**WHAT IS REQUIRED**:
Rewrite all of the lines below as a numbered list, omitting blank lines. Leave the picture out of your answer.

**SUPPLIED RECORDS**:
####

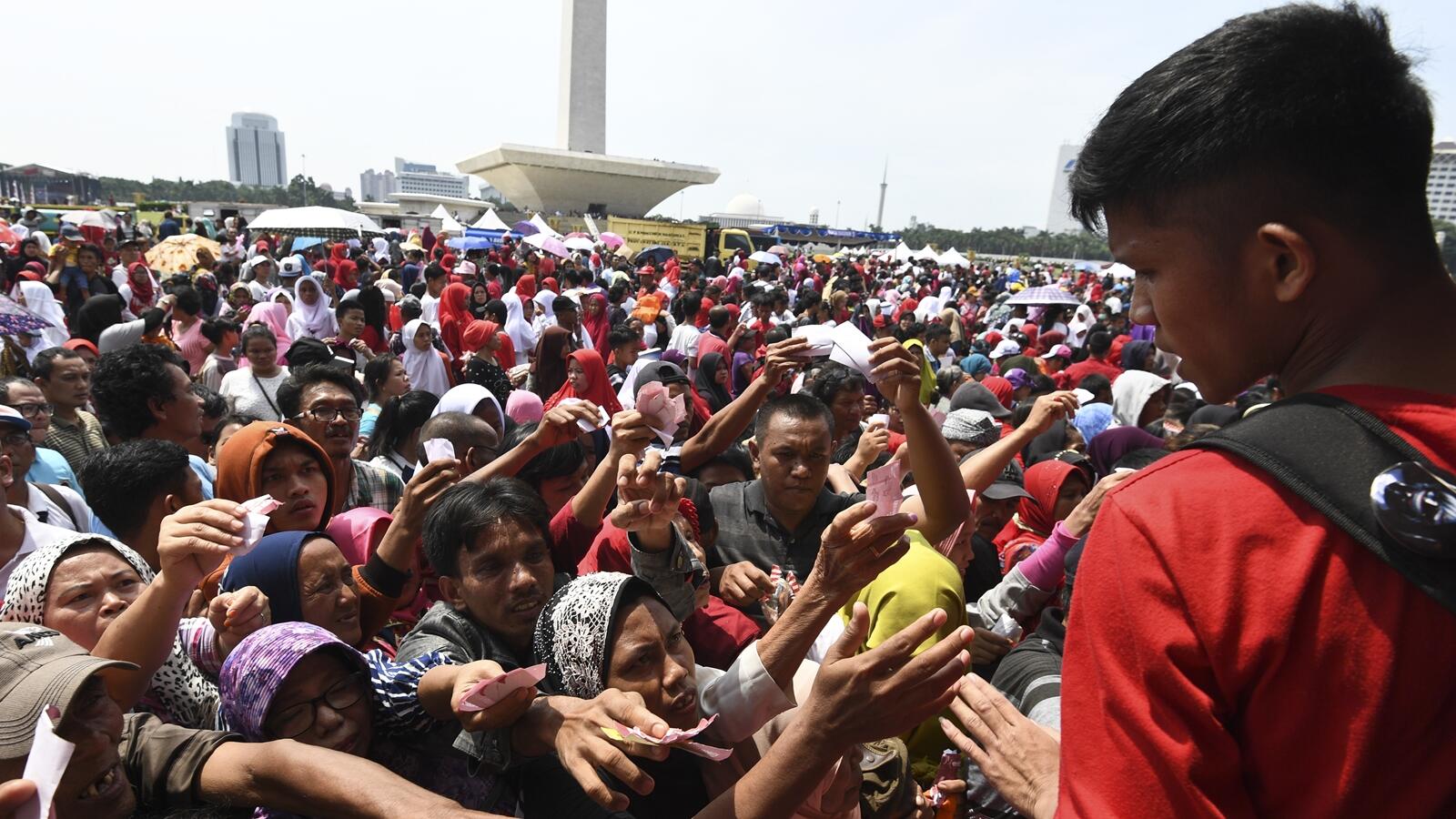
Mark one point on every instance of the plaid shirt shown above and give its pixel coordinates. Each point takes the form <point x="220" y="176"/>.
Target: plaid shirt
<point x="373" y="487"/>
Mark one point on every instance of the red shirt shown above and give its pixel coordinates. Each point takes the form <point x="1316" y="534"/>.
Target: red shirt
<point x="1234" y="653"/>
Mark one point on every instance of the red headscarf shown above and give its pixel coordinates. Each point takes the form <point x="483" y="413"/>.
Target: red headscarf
<point x="526" y="286"/>
<point x="597" y="325"/>
<point x="599" y="388"/>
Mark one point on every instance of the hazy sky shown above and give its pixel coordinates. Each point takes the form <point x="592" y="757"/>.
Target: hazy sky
<point x="795" y="102"/>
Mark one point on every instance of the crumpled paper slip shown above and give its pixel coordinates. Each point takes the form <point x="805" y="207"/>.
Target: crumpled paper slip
<point x="491" y="691"/>
<point x="255" y="523"/>
<point x="655" y="401"/>
<point x="883" y="489"/>
<point x="46" y="765"/>
<point x="676" y="738"/>
<point x="439" y="450"/>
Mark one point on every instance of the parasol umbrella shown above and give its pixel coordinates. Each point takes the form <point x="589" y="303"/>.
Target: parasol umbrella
<point x="178" y="254"/>
<point x="1047" y="295"/>
<point x="315" y="220"/>
<point x="657" y="254"/>
<point x="15" y="318"/>
<point x="548" y="244"/>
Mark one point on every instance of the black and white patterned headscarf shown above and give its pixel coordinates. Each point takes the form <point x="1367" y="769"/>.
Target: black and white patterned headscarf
<point x="179" y="691"/>
<point x="574" y="630"/>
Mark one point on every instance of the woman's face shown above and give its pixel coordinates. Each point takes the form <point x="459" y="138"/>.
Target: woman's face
<point x="577" y="376"/>
<point x="398" y="380"/>
<point x="652" y="658"/>
<point x="1072" y="493"/>
<point x="261" y="353"/>
<point x="89" y="589"/>
<point x="308" y="697"/>
<point x="327" y="589"/>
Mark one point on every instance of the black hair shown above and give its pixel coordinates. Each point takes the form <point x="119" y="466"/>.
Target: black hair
<point x="468" y="509"/>
<point x="215" y="329"/>
<point x="46" y="360"/>
<point x="188" y="299"/>
<point x="399" y="417"/>
<point x="1271" y="101"/>
<point x="376" y="372"/>
<point x="126" y="383"/>
<point x="555" y="462"/>
<point x="798" y="405"/>
<point x="290" y="392"/>
<point x="123" y="481"/>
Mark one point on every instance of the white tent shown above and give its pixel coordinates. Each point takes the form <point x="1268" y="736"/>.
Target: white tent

####

**OUTPUT**:
1. Mark one point on every instance of the plaid shirt shown above and give its pixel coordinates. Each point takes the form <point x="220" y="176"/>.
2. Target: plaid shirt
3. <point x="373" y="487"/>
4. Mark one point on every instance of the red shirt shown above and give its pixel coordinates. Each point takes the form <point x="1316" y="534"/>.
5. Target: red shirt
6. <point x="1234" y="653"/>
7. Mark one point on every instance of the red headscarf shown above and give its pixel coordinates. Each point takes the form <point x="483" y="413"/>.
8. Target: red headscarf
9. <point x="526" y="286"/>
10. <point x="597" y="325"/>
11. <point x="599" y="388"/>
12. Mark one point on every instance of the hazy sky shown above and give its pixel coordinates. Each point takes the form <point x="592" y="757"/>.
13. Target: hazy sky
14. <point x="795" y="102"/>
15. Mark one point on every instance of the crumpled paper slip shown above and give its pixel coordinates. Each point takes the form <point x="805" y="207"/>.
16. Target: crumpled paper slip
17. <point x="491" y="691"/>
18. <point x="255" y="523"/>
19. <point x="655" y="401"/>
20. <point x="883" y="489"/>
21. <point x="46" y="765"/>
22. <point x="676" y="738"/>
23. <point x="439" y="450"/>
24. Mark one point on every instance of the parasol umbrella shown above and give its pixel coordinates. Each point takes the form <point x="589" y="303"/>.
25. Target: parasol umbrella
26. <point x="178" y="254"/>
27. <point x="1047" y="295"/>
28. <point x="315" y="220"/>
29. <point x="657" y="254"/>
30. <point x="15" y="318"/>
31. <point x="548" y="244"/>
32. Mark one point on every instance of the black and white patterned headscarf shown above and give its pixel coordinates. Each point takes the form <point x="1367" y="769"/>.
33. Target: black and white patterned headscarf
34. <point x="179" y="691"/>
35. <point x="574" y="630"/>
36. Mark one point on every instance of the woman's face shown above and give its pixel coordinates. Each point takes the form <point x="459" y="138"/>.
37. Target: woman's face
38. <point x="577" y="376"/>
39. <point x="398" y="380"/>
40. <point x="652" y="658"/>
41. <point x="1072" y="493"/>
42. <point x="261" y="353"/>
43. <point x="89" y="589"/>
44. <point x="308" y="697"/>
45. <point x="327" y="589"/>
46. Mark one point on every instance of the black hair shown above and give its pixel coordinates. Each point takes the form <point x="119" y="466"/>.
47. Target: black hair
48. <point x="468" y="509"/>
49. <point x="215" y="329"/>
50. <point x="46" y="360"/>
51. <point x="188" y="299"/>
52. <point x="399" y="417"/>
53. <point x="1271" y="101"/>
54. <point x="376" y="372"/>
55. <point x="126" y="383"/>
56. <point x="555" y="462"/>
57. <point x="798" y="405"/>
58. <point x="290" y="392"/>
59. <point x="123" y="481"/>
60. Mark one point on every instance of the white tent shown above and give its pixel coordinates. Each point takes the form <point x="1268" y="736"/>.
61. Target: white tent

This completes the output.